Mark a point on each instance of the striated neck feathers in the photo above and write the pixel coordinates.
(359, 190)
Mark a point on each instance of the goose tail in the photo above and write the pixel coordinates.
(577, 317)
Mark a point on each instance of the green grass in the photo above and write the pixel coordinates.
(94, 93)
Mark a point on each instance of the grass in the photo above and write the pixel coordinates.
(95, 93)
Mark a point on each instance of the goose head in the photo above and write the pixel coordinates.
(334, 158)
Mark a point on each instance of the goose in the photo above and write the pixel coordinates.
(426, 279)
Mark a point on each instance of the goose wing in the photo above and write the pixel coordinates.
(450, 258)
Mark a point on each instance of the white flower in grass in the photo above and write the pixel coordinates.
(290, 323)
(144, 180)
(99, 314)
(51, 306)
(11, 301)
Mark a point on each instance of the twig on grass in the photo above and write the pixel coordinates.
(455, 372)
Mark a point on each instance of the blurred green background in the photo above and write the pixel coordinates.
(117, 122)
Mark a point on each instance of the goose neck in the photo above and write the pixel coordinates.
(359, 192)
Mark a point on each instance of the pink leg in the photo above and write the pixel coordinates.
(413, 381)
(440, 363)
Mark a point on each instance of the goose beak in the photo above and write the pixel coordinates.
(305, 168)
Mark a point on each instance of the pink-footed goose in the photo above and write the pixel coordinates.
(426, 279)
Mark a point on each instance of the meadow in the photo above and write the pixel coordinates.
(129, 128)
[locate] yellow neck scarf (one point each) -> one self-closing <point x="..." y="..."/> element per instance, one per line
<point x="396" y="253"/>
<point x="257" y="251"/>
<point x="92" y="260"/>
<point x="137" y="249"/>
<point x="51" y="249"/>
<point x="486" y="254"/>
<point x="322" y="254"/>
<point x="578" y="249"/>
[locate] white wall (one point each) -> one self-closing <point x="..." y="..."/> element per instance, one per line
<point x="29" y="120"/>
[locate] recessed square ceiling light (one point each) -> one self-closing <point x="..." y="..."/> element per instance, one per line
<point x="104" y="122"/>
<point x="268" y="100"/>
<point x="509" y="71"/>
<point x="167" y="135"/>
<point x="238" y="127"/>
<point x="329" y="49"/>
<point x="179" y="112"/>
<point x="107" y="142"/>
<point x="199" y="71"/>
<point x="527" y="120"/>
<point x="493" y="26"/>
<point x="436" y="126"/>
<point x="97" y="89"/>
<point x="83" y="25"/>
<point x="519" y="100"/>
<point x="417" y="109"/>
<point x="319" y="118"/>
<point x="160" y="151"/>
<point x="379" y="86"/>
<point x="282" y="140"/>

• [Work instructions]:
Give back exactly the lines from the line containing "[locate] white wall" to the end of the entries, and no other lines.

• [Solution for this problem]:
[locate] white wall (one point each) -> one self-closing <point x="..." y="..."/> element per instance, one per line
<point x="29" y="120"/>
[locate] recessed square ceiling light (one point each) -> one self-closing <point x="..." y="..."/> element per instance, one per line
<point x="104" y="122"/>
<point x="268" y="100"/>
<point x="509" y="71"/>
<point x="167" y="135"/>
<point x="238" y="127"/>
<point x="329" y="49"/>
<point x="179" y="112"/>
<point x="107" y="142"/>
<point x="199" y="71"/>
<point x="527" y="120"/>
<point x="493" y="26"/>
<point x="436" y="126"/>
<point x="97" y="89"/>
<point x="83" y="25"/>
<point x="519" y="100"/>
<point x="417" y="109"/>
<point x="319" y="118"/>
<point x="160" y="151"/>
<point x="379" y="86"/>
<point x="282" y="140"/>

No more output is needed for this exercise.